Transcribe each record below word for word, leaving the pictures out of your answer.
##### SOURCE RECORDS
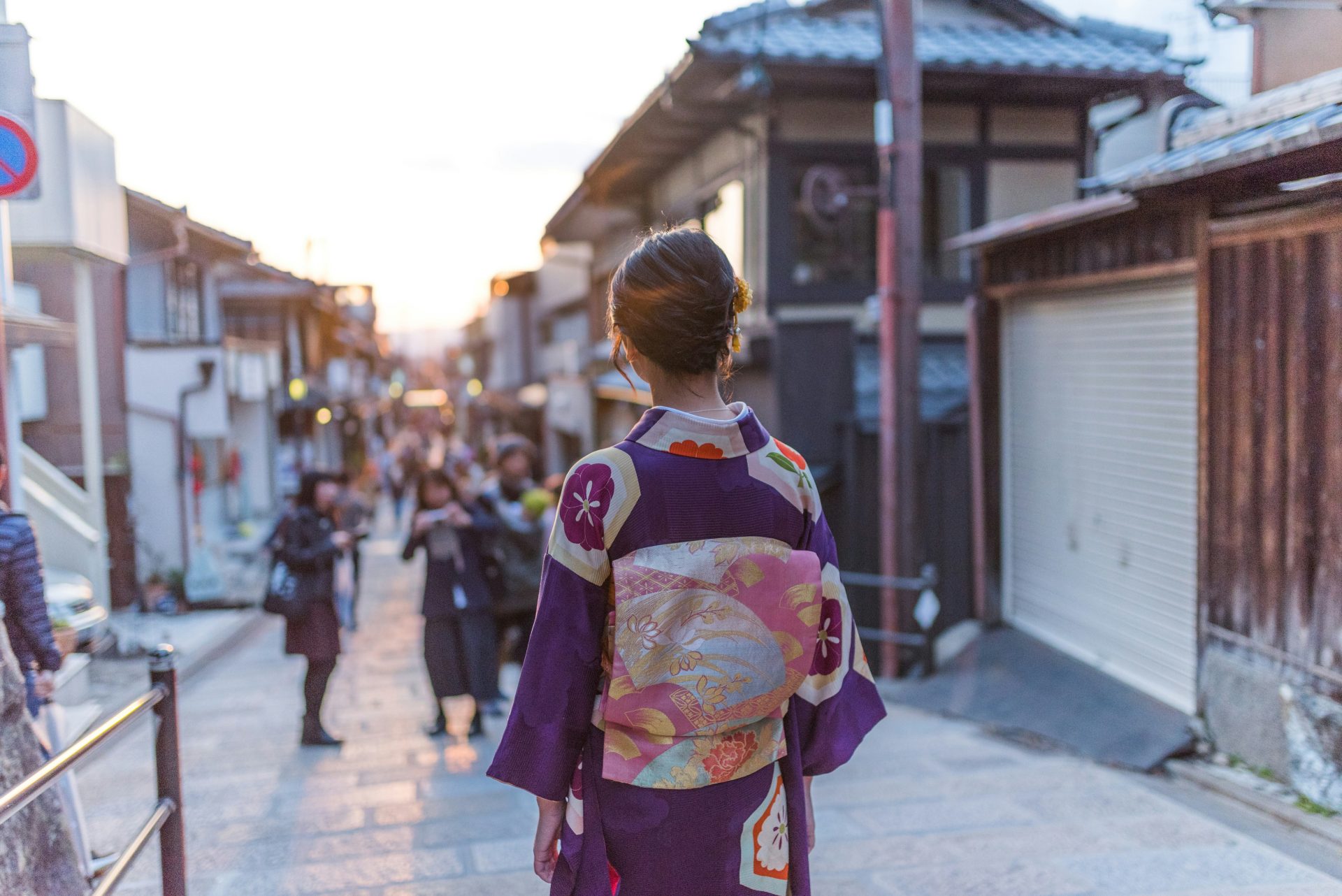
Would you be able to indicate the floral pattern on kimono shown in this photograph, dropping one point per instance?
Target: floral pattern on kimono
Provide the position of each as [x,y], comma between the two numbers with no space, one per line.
[710,642]
[735,797]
##########
**EXERCISE OUTPUT**
Would you be able to indicate the floral pattern on kimono shown in this photograph, dropping one point per instance?
Target: floral pattern on kimono
Provide the position of each as [x,y], comma between the two numbers with no space, one per line.
[710,642]
[735,797]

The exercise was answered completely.